Records from a dataset:
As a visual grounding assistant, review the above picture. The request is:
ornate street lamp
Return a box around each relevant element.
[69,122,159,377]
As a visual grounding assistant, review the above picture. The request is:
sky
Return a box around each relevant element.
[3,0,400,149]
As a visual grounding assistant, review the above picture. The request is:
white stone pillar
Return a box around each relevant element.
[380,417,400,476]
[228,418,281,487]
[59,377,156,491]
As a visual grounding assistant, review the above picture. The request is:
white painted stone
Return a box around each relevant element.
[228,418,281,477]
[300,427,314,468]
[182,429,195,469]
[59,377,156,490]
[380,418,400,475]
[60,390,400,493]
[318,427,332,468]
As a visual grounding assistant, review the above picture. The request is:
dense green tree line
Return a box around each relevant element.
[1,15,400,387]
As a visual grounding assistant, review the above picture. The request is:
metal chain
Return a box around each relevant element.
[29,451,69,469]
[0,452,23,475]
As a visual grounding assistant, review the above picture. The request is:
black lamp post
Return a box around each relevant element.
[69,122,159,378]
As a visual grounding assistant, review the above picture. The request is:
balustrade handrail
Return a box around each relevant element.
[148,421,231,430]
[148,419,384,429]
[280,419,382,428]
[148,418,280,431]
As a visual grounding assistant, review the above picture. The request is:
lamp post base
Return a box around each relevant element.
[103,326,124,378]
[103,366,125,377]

> _Task instructions_
The records above should all be quoted exactly, please.

> _Answer space_
As a visual grounding assistant, review the above picture. The request is:
ornate street lamp
Return a box around each relevant element.
[69,122,159,377]
As a visual grounding assistant, review the above picture. The request is:
sky
Return a box around each relevant element.
[3,0,400,149]
As a visual grounding assistant, review the above picture. The request is:
white stone pillar
Return a box around each relevant element.
[380,417,400,476]
[228,418,281,487]
[59,377,156,491]
As a visual grounding assistant, review the above picture. The request is:
white painted stone
Return a box around each relevant element.
[228,418,281,477]
[300,427,314,468]
[182,429,195,469]
[59,377,156,490]
[380,418,400,475]
[60,390,400,493]
[318,427,332,468]
As a visual grounding assistant, review the above picture. The request is:
dense green tree line
Return a box around each relevant element.
[1,15,400,387]
As a visual grounding assistant, review the above picture. The request is:
metal chain
Return a box around each relevant element.
[29,451,69,469]
[0,452,23,475]
As a visual grounding assistant, review the above picture. The request is:
black lamp post
Return a box around each relevant element.
[69,122,159,378]
As a visual grounding assistant, review the above picture. The request is:
balustrade handrail
Return a box around each relevant element.
[148,421,231,430]
[148,419,384,429]
[280,419,382,428]
[148,418,280,431]
As a visual grounding assistant, review the above picture. The request is:
lamp post base
Return a box around each relevant element.
[103,326,124,378]
[103,366,125,377]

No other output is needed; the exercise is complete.